> **Image point grounding data**

────────────────────────────────────────

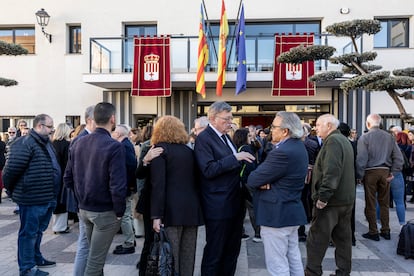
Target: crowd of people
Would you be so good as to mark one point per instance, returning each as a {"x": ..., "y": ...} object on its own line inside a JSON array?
[{"x": 115, "y": 179}]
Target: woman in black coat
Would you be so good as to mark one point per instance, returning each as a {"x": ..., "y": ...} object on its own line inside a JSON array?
[
  {"x": 61, "y": 141},
  {"x": 175, "y": 198}
]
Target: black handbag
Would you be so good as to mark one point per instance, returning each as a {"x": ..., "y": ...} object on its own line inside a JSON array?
[{"x": 160, "y": 261}]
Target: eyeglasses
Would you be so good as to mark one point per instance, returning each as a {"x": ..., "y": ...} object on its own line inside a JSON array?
[
  {"x": 228, "y": 119},
  {"x": 50, "y": 127}
]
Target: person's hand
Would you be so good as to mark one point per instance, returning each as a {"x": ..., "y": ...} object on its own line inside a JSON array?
[
  {"x": 156, "y": 225},
  {"x": 152, "y": 153},
  {"x": 244, "y": 156},
  {"x": 321, "y": 204}
]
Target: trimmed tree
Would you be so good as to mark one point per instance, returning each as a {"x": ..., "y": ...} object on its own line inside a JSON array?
[
  {"x": 10, "y": 49},
  {"x": 364, "y": 76}
]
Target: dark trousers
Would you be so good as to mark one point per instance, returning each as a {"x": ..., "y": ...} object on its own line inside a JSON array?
[
  {"x": 223, "y": 239},
  {"x": 332, "y": 222},
  {"x": 149, "y": 238},
  {"x": 377, "y": 189}
]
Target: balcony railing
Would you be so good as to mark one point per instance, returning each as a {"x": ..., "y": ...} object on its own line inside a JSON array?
[{"x": 116, "y": 54}]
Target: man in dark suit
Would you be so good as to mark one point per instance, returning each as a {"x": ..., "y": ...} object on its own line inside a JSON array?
[
  {"x": 82, "y": 245},
  {"x": 277, "y": 184},
  {"x": 219, "y": 164}
]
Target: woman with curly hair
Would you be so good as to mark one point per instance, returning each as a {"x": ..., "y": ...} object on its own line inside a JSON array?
[{"x": 175, "y": 201}]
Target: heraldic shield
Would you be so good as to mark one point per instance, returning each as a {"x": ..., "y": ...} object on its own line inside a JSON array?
[
  {"x": 151, "y": 75},
  {"x": 292, "y": 79}
]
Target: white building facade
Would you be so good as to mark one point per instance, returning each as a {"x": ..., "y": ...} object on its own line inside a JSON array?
[{"x": 89, "y": 58}]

────────────────────────────────────────

> **EXERCISE INSTRUCTIONS**
Copy the lines from the entries above in which the word "black" appears.

> **FINAL ANSWER**
Target: woman in black coat
Target: black handbag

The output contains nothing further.